Set exercise
Omit every picture, then give all the entries again exactly.

Record list
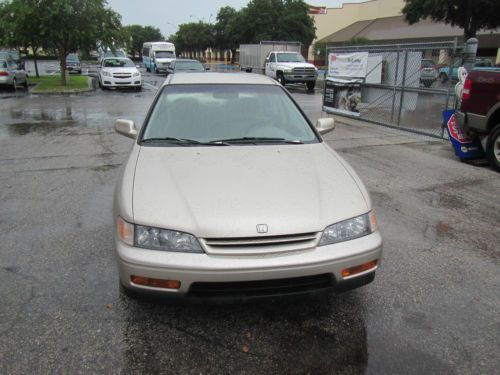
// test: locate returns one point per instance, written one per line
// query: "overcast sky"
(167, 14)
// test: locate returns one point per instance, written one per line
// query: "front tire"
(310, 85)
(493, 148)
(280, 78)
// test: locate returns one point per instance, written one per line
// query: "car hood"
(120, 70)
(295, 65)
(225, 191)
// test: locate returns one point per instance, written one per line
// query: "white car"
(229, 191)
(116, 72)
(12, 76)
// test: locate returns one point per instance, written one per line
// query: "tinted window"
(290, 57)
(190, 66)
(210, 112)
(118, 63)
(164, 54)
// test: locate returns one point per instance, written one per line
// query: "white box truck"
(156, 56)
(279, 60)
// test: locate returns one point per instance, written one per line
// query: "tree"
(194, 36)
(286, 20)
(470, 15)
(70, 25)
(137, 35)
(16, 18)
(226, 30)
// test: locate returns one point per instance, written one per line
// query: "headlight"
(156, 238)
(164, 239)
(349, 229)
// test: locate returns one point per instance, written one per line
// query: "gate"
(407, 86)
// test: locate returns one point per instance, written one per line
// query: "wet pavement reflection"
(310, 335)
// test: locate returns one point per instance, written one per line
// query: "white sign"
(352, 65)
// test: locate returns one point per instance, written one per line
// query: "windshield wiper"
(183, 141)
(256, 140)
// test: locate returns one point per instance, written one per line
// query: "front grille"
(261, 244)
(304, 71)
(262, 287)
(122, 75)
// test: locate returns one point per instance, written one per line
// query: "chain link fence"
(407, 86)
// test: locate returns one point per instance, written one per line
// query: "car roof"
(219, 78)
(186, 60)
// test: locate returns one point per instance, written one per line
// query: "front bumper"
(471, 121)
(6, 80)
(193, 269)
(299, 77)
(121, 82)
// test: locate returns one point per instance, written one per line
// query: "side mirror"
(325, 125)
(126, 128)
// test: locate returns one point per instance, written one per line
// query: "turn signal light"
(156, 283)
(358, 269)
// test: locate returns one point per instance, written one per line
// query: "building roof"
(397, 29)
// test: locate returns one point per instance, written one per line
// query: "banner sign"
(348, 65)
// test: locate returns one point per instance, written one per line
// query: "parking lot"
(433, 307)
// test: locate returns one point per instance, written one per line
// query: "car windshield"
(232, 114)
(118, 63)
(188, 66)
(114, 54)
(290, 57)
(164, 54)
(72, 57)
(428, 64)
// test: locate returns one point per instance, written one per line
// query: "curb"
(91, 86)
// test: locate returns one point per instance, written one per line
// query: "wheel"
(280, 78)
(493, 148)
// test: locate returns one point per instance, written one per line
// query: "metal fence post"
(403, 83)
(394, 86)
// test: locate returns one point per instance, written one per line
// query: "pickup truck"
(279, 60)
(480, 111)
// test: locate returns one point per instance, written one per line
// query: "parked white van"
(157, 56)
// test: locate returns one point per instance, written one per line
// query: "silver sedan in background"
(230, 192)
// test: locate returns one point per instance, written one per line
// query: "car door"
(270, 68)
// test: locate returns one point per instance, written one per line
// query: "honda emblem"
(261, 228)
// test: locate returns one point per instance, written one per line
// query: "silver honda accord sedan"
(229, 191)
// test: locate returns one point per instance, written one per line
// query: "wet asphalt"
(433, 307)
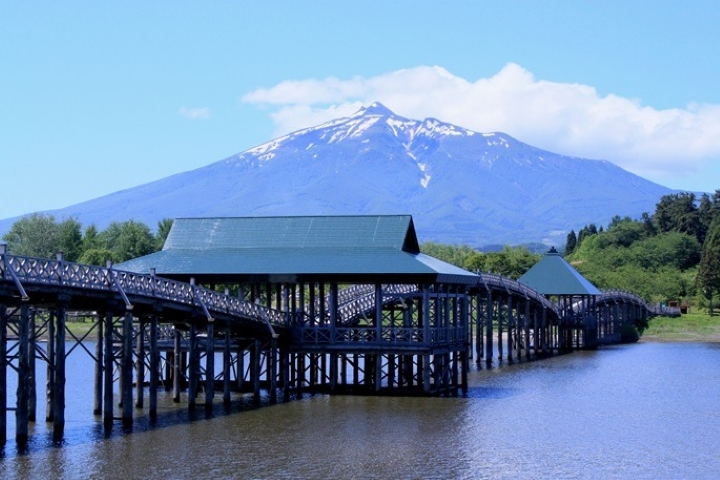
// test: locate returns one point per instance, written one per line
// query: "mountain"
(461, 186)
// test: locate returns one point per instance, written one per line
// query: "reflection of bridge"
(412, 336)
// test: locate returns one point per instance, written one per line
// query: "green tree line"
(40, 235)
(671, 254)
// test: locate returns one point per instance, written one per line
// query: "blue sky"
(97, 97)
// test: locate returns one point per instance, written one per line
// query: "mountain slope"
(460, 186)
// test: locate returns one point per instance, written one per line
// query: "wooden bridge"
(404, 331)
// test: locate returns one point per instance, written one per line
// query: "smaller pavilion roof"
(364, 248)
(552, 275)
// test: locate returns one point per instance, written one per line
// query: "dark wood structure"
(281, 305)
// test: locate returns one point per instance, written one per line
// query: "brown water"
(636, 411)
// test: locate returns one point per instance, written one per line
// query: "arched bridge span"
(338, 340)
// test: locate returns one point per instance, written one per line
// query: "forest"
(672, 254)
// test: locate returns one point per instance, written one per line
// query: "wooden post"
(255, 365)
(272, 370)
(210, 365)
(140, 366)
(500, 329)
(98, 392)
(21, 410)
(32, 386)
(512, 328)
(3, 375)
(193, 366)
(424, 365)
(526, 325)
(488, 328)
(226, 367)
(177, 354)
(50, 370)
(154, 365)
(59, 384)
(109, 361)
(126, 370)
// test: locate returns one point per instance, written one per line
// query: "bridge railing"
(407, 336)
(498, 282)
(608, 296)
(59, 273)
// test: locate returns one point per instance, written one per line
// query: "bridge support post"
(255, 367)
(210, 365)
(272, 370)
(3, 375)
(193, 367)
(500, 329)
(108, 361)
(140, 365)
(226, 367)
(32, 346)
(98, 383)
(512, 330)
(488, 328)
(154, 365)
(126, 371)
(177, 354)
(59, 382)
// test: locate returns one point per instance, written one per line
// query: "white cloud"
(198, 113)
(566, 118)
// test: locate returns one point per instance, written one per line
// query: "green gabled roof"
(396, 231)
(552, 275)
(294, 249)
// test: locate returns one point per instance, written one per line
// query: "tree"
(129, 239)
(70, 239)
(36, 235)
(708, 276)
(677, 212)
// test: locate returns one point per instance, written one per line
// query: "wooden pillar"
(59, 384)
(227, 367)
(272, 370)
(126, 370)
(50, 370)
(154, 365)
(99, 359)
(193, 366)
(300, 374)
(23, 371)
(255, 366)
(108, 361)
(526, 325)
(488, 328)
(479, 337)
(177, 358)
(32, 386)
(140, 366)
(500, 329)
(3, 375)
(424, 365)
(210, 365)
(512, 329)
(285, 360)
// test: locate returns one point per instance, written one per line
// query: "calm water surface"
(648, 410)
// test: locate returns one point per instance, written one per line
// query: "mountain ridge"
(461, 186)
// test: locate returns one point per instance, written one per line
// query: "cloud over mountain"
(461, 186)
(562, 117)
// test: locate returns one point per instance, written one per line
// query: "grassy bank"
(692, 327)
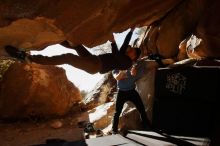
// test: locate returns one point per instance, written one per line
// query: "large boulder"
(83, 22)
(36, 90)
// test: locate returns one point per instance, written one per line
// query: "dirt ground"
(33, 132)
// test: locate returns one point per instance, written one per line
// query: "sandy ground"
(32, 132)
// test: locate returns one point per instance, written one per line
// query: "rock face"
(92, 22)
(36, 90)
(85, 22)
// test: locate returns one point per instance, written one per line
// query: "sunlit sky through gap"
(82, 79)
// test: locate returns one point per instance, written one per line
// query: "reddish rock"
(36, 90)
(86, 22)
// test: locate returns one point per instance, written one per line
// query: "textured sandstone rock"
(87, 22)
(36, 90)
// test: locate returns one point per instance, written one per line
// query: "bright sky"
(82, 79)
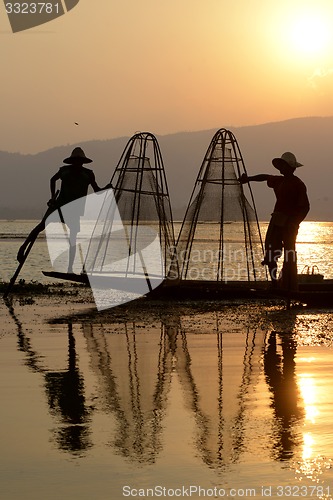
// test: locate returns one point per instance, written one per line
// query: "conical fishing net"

Task solution
// test: locate returns one point per instance, written one per line
// query: "overcast sky"
(167, 14)
// test: locate returns one point per instance, written one per line
// query: "front tire"
(310, 85)
(493, 148)
(280, 78)
// test: locate returns one point per instance, written one per line
// query: "car hood"
(120, 70)
(295, 65)
(225, 191)
// test: locate returns one point per instance, written one per line
// query: "white car"
(229, 191)
(116, 72)
(12, 76)
// test: locate returns one point per instance, written one per line
// query: "tinted window"
(290, 57)
(190, 66)
(210, 112)
(118, 63)
(164, 54)
// test: locate returns one point per instance, written one per line
// query: "white box truck"
(156, 56)
(279, 60)
// test: locate returns one point per instance, written one per line
// query: "tree"
(194, 36)
(286, 20)
(470, 15)
(70, 25)
(137, 35)
(16, 18)
(226, 30)
// test: locate returns one point per instance, written one per line
// query: "headlight"
(156, 238)
(164, 239)
(349, 229)
// test: locate returns one point per instance, written one per line
// query: "gate"
(407, 86)
// test: locate returns one point per instance, written one per line
// query: "wet pavement reflection"
(310, 335)
// test: locate returns one point per instance, written one per line
// query: "white sign"
(352, 65)
// test: locate returns one point per instance, written one per line
// query: "windshield wiper"
(183, 141)
(256, 140)
// test: locate returns one point per instance, written one per line
// query: "front grille"
(261, 244)
(304, 71)
(262, 287)
(122, 75)
// test: locate returns one point per instance, written one per line
// query: "chain link fence"
(407, 86)
// test: locate returns one point per instance, written one per line
// query: "car roof"
(219, 78)
(186, 60)
// test: locate returns one point per instance, written one per line
// query: "front bumper"
(471, 121)
(6, 80)
(193, 269)
(299, 77)
(121, 82)
// test: locate returns one point per instance, written one per line
// query: "side mirror"
(325, 125)
(126, 128)
// test: locate returns one point per instance, written one per line
// query: "turn signal light"
(156, 283)
(358, 269)
// test: locate returns one point per instance, written one per line
// query: "building roof"
(397, 29)
// test: locate returns one point per instance, written one per line
// query: "banner sign"
(348, 65)
// test: locate returns one point per instance, written one per line
// query: "parking lot"
(433, 307)
// test: locate returns one point per instance, written one per line
// query: "car windshield"
(232, 114)
(118, 63)
(188, 66)
(114, 54)
(290, 57)
(164, 54)
(72, 57)
(428, 64)
// test: locate returns one point per instance, written one per line
// query: "curb"
(91, 86)
// test: locate returns one point per instance, written one per line
// query: "wheel"
(280, 78)
(493, 148)
// test: locate returns one point per instance, written one per line
// query: "metal fence post"
(403, 83)
(394, 86)
// test: locate returns one point per instance, written one per line
// query: "pickup truck"
(279, 60)
(480, 111)
// test: locate returns one point per instance, written one per line
// query: "parked white van"
(157, 56)
// test: locate returns one point per instance, written one per line
// query: "silver sedan in background"
(230, 192)
// test: locate returns one point per instance, written one per line
// query: "car door"
(270, 68)
// test: locate returns one point per instance, written one per line
// query: "honda emblem"
(261, 228)
// test: locate returns one point per instance, written one per line
// query: "silver honda accord sedan"
(229, 191)
// test: locate returns one point per instance, written one per line
// query: "wet asphalt"
(433, 307)
// test: locate returns one point per instance, written one per line
// query: "mountain"
(461, 186)
// test: locate returns one point per instance, written one per line
// query: "reflection of bridge"
(412, 336)
// test: locate returns one point per instance, written one per line
// query: "green tree line"
(40, 235)
(671, 254)
// test: locate returns one point per instance, written one per line
// query: "blue sky"
(97, 97)
// test: locate returns one point per instance, written one per line
// query: "mountain slope"
(460, 186)
// test: locate returns one point per instance, written one per line
// query: "wooden bridge"
(404, 331)
// test: locate returns one point per instance, written one per line
// query: "smaller pavilion roof"
(364, 248)
(552, 275)
// test: locate returns one point per instance, written one per line
// query: "dark wood structure"
(281, 305)
// test: locate returns one point per instance, written one per line
// query: "brown water"
(636, 411)
// test: locate returns one point per instance, written one per line
// query: "arched bridge span"
(338, 340)
// test: locate returns one point per instance, written one per line
// query: "forest"
(672, 254)
// test: locate returns one point per instance, written one per line
// query: "wooden post"
(255, 365)
(272, 370)
(210, 365)
(140, 366)
(500, 329)
(98, 392)
(21, 410)
(32, 386)
(512, 328)
(3, 375)
(193, 366)
(424, 365)
(526, 325)
(488, 328)
(226, 367)
(177, 354)
(50, 370)
(154, 365)
(59, 384)
(109, 361)
(126, 370)
// test: locate returns one point per instance, written one per line
// query: "bridge railing"
(407, 336)
(498, 282)
(608, 296)
(59, 273)
// test: locate returns one point per instance, written one per line
// query: "bridge support post"
(255, 367)
(210, 365)
(272, 370)
(3, 375)
(193, 367)
(500, 329)
(108, 361)
(140, 365)
(226, 367)
(32, 346)
(98, 383)
(512, 330)
(488, 328)
(154, 365)
(126, 371)
(177, 354)
(59, 382)
// test: locate returns one point per instance, written one per line
// query: "white cloud"
(198, 113)
(566, 118)
// test: locate returns one point per instance, written one per line
// query: "green gabled roof"
(396, 231)
(552, 275)
(294, 249)
// test: locate returns one point per instance, written one per line
// query: "tree"
(129, 239)
(70, 239)
(36, 235)
(708, 276)
(677, 212)
// test: locate returns one point per instance, written one per line
// query: "wooden pillar"
(59, 384)
(227, 367)
(272, 370)
(126, 370)
(50, 370)
(154, 365)
(99, 359)
(193, 366)
(300, 374)
(23, 371)
(255, 366)
(108, 361)
(526, 325)
(488, 328)
(479, 337)
(177, 358)
(32, 386)
(140, 366)
(500, 329)
(3, 375)
(424, 365)
(210, 365)
(512, 329)
(285, 360)
// test: locate returns one point per instance, written one per line
// query: "calm water surface"
(648, 410)
// test: locate returns one point per instance, written one per line
// query: "mountain ridge"
(461, 186)
// test: locate returns one point per instance, written one per line
// query: "cloud over mountain"
(461, 186)
(562, 117)
// test: locate returns one point per instance, written one per line
// query: "grassy bank"
(692, 327)
// test: locate returns one point per instance, written one per line
// query: "large boulder"
(83, 22)
(36, 90)
// test: locate returns one point per instance, written one per line
// query: "dirt ground"
(33, 132)
// test: locate returns one point per instance, written one per line
// query: "sandy ground"
(32, 132)
// test: locate returns one point per instance, written one per line
// query: "rock face"
(92, 22)
(36, 90)
(85, 22)
// test: locate returns one point per instance, written one per line
// query: "sunlit sky through gap"
(82, 79)
// test: locate returns one point per instance, written one per line
// query: "reddish rock"
(36, 90)
(86, 22)
// test: locate returns one point per instance, written one per line
// query: "textured sandstone rock"
(87, 22)
(36, 90)
// test: locate returns one point per instance, written one per line
// query: "bright sky"
(82, 79)
// test: locate returns one point per instance, written one per line
// query: "conical fishing net"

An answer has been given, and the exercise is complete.